PROBLEM TO SOLVE: Return each line of the entries below that contains the word "valued".

RECORDS SHOWN:
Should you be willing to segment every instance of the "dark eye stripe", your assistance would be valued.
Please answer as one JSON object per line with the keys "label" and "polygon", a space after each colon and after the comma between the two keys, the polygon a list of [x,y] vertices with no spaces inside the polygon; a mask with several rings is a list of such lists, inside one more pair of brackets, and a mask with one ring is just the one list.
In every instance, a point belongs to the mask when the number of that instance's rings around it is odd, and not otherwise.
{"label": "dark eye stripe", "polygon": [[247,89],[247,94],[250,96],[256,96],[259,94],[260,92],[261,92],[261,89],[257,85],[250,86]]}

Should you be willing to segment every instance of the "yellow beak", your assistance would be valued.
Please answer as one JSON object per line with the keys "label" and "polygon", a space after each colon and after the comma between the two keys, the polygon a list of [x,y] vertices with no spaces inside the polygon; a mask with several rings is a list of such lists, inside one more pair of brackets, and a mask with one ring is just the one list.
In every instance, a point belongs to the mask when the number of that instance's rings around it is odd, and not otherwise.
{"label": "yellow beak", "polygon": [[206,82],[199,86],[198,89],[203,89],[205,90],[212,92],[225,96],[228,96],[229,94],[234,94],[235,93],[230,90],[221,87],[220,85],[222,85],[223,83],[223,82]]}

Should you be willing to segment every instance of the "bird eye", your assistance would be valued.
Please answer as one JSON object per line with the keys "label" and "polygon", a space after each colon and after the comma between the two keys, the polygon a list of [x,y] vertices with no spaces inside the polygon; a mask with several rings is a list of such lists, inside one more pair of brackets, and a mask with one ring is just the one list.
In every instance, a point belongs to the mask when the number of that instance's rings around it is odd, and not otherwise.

RIGHT ANSWER:
Should you be willing to segment every instance of the "dark eye stripe", your assistance would be valued.
Should you be willing to segment every instance of the "yellow beak", your assistance would be valued.
Should you be willing to segment every instance of the "bird eye", your assistance would be valued.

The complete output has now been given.